* _TASK DETAILS_
From the entries below, copy word for word the stretch from the line containing "Where can you see the blue fairing" through the line containing "[[304, 212]]", both of those lines included. Copy nothing outside that stretch.

* _TASK DATA_

○ ○ ○ ○ ○

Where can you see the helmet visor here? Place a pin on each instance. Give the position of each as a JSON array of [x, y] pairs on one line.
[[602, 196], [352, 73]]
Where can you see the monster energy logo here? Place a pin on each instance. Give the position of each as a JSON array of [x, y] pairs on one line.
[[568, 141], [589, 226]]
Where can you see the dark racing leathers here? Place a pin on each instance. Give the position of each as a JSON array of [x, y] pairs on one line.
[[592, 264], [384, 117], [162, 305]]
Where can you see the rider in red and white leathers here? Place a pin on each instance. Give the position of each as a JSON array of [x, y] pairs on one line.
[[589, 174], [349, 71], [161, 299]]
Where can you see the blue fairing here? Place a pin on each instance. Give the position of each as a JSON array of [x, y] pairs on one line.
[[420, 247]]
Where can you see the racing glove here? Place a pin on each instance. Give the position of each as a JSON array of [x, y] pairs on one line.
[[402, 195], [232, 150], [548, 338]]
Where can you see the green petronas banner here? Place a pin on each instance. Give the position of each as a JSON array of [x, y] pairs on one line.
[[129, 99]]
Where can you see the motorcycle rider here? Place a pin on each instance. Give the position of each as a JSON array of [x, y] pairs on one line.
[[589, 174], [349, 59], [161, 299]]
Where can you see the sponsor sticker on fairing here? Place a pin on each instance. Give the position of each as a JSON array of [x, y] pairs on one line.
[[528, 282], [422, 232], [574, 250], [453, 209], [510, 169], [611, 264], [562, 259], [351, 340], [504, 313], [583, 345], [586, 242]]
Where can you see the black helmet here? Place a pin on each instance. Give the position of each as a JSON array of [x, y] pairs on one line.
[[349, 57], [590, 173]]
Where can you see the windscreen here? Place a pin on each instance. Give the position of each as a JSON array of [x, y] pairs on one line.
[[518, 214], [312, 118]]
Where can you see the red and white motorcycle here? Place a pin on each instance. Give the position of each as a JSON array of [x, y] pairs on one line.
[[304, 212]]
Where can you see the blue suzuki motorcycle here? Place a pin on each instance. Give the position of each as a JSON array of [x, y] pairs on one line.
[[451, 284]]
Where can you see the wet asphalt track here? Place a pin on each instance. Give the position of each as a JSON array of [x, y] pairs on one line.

○ ○ ○ ○ ○

* _RESPONSE TO THE EXERCISE_
Where can you see the blue fairing here? Place a pin on each instance. Give the position of each as a JSON array of [x, y] pairs on one line.
[[420, 247]]
Where can you see the racing glove here? Place a pin on each instance. Give the position of each as a JSON array of [x, y] pairs on one line.
[[402, 195], [232, 150], [548, 338]]
Where can you see the green petronas banner here? Place a pin on each instance. Give the position of each as a JSON array of [x, y] pairs on one line.
[[129, 99]]
Where can you see the motorcycle rider here? Place a pin on each instance. Give the position of each as a JSON array of [x, y] pairs on one line.
[[589, 174], [349, 59], [161, 299]]
Where can you see the sponsor sticker on fairing here? Place a pin on each instance. Give the position of each as a JSON array of [x, y] pairs on one line.
[[528, 282], [422, 232], [574, 250], [453, 209], [510, 169], [611, 264], [562, 259], [351, 340], [504, 313], [583, 345], [586, 242]]
Where can you see the black helmet here? Place a pin on each instance. Give the position of each as a JSON array of [x, y] pairs on one line.
[[349, 57], [590, 173]]
Where can you see the windscreen here? Place a pin on each instance. Give the position of each as a JSON array of [x, y] pairs on one line.
[[518, 214], [312, 118]]
Where can you see the red and white motorcycle here? Place a pin on each instance. Give the position of each as a JSON array of [x, y] pairs on one line.
[[304, 212]]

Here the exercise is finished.